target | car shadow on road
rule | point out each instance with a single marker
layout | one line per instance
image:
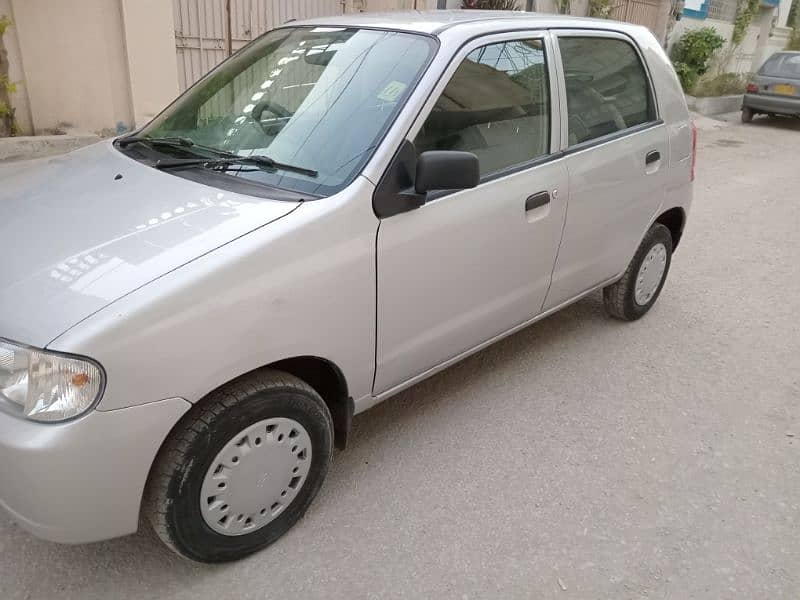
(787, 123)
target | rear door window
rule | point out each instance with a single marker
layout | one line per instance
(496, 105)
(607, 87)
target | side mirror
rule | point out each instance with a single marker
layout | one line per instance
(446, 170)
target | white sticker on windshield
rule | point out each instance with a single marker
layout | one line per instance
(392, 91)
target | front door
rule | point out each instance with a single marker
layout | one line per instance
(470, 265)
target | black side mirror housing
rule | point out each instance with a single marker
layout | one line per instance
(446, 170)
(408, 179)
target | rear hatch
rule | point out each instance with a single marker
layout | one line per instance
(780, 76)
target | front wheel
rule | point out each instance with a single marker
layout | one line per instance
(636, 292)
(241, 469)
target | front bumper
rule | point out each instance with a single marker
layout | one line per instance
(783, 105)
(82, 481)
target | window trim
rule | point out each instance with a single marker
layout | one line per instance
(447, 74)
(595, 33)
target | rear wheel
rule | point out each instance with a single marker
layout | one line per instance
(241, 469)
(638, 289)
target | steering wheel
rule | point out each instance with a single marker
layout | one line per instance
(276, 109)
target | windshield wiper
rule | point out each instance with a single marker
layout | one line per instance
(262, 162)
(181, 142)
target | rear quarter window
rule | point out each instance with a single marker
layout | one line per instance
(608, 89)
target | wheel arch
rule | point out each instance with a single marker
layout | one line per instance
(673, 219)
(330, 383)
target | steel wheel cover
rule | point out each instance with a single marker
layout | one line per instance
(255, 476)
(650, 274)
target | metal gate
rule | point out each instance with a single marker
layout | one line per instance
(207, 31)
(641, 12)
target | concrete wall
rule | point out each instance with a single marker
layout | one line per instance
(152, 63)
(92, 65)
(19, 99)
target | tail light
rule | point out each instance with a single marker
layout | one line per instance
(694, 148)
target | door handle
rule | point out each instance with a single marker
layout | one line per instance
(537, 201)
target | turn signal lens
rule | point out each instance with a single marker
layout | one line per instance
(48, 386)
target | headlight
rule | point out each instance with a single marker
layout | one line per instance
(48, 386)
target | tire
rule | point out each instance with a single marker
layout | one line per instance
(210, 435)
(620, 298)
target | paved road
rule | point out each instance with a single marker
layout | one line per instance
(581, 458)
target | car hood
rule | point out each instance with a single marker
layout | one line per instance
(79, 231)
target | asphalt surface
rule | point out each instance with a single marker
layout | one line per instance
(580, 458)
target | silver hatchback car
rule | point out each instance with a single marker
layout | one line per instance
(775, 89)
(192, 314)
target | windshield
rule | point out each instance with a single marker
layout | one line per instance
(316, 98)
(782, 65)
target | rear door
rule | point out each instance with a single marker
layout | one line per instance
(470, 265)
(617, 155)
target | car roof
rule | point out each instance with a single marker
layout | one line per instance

• **Aim**:
Please rewrite every line of the items from the one containing "target | concrete wall" through the end of the items, both ends included and the requests kept as they are. Scale each point coordinate in the answers by 0.75 and round it to a whole number, rounding halves up.

• **Result for this exercise**:
target | concrete wall
rule | point out each instance with a single marker
layout | one line per instance
(114, 47)
(69, 49)
(14, 74)
target | tail light
rule | point out each instance with a single marker
layout | one line per instance
(521, 111)
target | door handle
rule | point out each instance with a single marker
layout | one line per instance
(403, 151)
target | turn signal lens
rule | point out each instance with a single marker
layout | one line per instance
(36, 290)
target | headlight
rule | point out each instance with a single marker
layout | one line per instance
(36, 290)
target | tire
rule | point out each instance with a single marker
layout | one line per instance
(158, 326)
(465, 224)
target | paved road
rule | point out each instance with a single marker
layout | one line per instance
(436, 344)
target | car hood
rule | point out each instance with a single marker
layout | one line per instance
(59, 173)
target | asphalt surface
rule | point out each instance with a single marker
layout | one line per instance
(435, 344)
target | silver hatchback car
rule | point out each instance with a single marker
layout | one line per instance
(581, 67)
(144, 236)
target | windshield
rule | point out each instance with a single marker
layout | one line per instance
(237, 74)
(587, 49)
target | rear door
rule | point out each instance with a single marker
layout | one line per instance
(353, 199)
(463, 116)
target | car roof
rule | point out each instance with a single marker
layout | one line per instance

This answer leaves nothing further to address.